4.        Conflicting Employment. I agree that, during the term of my employment with the Company, I will not engage in any other employment, occupation, consulting or other business activity directly related to the business in which the Company is now involved or becomes involved during the term of my employment, nor will I engage in any other activities that conflict with my obligations to the Company.

 

5.        Returning Company Documents. I agree that, at the time of leaving the employ of the Company, I will deliver to the Company (and will not keep in my possession, recreate or deliver to anyone else) any and all devices, records, data, notes, reports, proposals, lists, correspondence, specifications, drawings blueprints, sketches, materials, equipment, other documents or property, or reproductions of any aforementioned items developed by me pursuant to my employment with the Company or otherwise belonging to the Company, its successors or assigns, including, without limitation, those records maintained pursuant to paragraph 3(d). In the event of the termination of my employment, I agree to sign and deliver the “Termination Certification” attached hereto as Exhibit C.

Record extracts:
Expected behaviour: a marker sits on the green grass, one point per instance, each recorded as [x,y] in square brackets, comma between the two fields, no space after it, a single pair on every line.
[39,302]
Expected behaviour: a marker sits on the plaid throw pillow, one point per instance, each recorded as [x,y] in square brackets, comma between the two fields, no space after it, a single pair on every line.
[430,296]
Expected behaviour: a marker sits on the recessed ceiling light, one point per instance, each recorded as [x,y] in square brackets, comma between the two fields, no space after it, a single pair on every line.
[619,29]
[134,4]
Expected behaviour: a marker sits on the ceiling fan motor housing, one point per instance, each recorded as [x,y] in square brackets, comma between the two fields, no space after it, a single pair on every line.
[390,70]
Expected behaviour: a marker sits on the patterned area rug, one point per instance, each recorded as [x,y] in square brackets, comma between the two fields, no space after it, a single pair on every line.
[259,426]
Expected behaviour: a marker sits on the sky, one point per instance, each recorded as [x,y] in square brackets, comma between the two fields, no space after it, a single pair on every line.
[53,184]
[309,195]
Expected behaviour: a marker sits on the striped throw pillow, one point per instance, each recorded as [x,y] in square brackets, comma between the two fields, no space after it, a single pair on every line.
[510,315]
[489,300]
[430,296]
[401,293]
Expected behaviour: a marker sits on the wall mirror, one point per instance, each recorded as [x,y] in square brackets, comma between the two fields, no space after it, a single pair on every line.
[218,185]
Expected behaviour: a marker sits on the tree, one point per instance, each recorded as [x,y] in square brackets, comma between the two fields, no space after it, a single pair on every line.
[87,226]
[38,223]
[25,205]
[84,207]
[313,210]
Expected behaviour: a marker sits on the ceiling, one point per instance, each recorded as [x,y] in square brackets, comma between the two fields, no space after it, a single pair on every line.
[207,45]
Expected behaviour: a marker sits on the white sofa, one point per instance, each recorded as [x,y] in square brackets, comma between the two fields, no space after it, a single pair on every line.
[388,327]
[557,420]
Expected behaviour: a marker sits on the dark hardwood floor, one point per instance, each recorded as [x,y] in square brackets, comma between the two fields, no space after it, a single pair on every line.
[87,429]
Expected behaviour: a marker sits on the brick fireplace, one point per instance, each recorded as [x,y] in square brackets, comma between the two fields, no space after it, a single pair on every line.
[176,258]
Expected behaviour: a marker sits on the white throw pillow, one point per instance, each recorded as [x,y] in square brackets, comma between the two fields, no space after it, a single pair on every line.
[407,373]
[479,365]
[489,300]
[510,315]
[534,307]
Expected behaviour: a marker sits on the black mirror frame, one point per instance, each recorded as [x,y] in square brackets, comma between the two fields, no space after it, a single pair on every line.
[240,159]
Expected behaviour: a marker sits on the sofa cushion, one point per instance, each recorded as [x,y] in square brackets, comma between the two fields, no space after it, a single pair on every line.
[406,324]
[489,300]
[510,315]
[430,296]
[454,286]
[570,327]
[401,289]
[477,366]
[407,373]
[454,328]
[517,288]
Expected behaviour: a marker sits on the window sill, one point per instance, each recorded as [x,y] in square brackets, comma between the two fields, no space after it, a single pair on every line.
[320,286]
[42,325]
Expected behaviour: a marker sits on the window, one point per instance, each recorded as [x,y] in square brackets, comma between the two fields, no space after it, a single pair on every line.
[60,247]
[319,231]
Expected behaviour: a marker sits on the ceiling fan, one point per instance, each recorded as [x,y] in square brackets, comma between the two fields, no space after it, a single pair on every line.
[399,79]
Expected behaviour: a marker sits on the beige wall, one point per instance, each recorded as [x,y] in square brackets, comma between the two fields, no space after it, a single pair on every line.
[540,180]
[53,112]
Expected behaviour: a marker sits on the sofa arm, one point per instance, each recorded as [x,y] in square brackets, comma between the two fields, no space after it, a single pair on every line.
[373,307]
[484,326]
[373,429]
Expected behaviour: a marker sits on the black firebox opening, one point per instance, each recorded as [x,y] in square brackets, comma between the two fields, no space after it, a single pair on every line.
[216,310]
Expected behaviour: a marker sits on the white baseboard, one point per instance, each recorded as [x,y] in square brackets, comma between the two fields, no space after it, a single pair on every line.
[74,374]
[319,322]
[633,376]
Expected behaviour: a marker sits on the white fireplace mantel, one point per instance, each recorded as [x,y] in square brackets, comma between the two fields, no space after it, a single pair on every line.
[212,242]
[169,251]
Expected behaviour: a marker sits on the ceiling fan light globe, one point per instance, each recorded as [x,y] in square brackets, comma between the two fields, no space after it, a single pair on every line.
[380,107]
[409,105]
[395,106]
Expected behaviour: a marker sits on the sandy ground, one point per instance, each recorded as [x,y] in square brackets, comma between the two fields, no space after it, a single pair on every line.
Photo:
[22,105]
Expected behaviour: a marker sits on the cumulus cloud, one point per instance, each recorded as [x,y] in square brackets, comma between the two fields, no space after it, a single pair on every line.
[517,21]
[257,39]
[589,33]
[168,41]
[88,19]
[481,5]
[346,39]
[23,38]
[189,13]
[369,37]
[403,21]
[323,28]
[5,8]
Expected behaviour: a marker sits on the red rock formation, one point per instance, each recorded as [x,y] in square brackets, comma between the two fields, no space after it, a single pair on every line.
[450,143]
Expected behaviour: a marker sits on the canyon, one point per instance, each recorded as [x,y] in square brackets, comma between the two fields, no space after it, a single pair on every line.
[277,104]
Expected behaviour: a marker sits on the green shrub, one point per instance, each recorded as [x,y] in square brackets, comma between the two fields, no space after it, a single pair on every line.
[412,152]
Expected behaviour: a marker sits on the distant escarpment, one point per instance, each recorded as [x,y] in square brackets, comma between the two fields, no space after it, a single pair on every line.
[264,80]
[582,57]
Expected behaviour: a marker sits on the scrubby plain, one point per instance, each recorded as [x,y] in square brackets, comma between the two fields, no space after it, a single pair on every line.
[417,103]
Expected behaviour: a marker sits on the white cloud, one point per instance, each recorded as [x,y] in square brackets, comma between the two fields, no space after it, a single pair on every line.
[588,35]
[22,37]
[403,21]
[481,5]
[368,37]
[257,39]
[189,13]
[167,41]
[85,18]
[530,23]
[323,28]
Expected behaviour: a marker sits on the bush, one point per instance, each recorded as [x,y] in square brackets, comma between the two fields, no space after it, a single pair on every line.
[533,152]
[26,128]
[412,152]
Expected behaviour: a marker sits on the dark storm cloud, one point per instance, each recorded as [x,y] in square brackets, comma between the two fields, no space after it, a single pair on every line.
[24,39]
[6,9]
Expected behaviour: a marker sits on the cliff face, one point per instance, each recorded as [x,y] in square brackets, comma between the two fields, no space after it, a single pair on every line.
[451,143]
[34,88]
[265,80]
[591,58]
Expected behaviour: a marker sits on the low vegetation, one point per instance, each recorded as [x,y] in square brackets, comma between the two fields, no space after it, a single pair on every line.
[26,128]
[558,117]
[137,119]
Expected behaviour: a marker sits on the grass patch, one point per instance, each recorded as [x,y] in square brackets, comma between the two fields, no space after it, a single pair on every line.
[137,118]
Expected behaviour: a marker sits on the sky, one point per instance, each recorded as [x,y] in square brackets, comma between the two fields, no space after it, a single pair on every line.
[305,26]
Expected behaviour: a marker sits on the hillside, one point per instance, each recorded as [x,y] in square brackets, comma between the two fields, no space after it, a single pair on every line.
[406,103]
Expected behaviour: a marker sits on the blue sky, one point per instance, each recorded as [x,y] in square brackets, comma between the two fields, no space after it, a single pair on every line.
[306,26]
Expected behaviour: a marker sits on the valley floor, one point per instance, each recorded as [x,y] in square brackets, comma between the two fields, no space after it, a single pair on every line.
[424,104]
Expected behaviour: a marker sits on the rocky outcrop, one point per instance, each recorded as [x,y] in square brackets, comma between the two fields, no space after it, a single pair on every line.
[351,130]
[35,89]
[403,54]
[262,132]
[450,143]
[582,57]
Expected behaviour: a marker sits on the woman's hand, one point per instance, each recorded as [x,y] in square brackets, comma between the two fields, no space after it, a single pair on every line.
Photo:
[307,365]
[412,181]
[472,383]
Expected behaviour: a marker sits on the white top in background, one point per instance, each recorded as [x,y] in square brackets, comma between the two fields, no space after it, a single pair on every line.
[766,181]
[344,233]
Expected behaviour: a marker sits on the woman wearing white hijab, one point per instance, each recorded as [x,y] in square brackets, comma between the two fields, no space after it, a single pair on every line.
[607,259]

To be done:
a) Write out the employment agreement excerpt in full, word for word.
b) Gather every line of the entries that contains the word "mirror".
The entries are unrelated to the employment agreement excerpt.

The replies:
a)
4.        Conflicting Employment. I agree that, during the term of my employment with the Company, I will not engage in any other employment, occupation, consulting or other business activity directly related to the business in which the Company is now involved or becomes involved during the term of my employment, nor will I engage in any other activities that conflict with my obligations to the Company.

 

5.        Returning Company Documents. I agree that, at the time of leaving the employ of the Company, I will deliver to the Company (and will not keep in my possession, recreate or deliver to anyone else) any and all devices, records, data, notes, reports, proposals, lists, correspondence, specifications, drawings blueprints, sketches, materials, equipment, other documents or property, or reproductions of any aforementioned items developed by me pursuant to my employment with the Company or otherwise belonging to the Company, its successors or assigns, including, without limitation, those records maintained pursuant to paragraph 3(d). In the event of the termination of my employment, I agree to sign and deliver the “Termination Certification” attached hereto as Exhibit C.

b)
Expected behaviour: a marker sits on the wall mirror, one point per instance, each recorded as [x,y] in square brackets, comma between the two fields, no space after it, a single pair on every line.
Expected behaviour: a marker sits on the black mirror frame, one point per instance, each recorded as [x,y] in square brackets, comma between the two fields, no space after it, a single pair on every line.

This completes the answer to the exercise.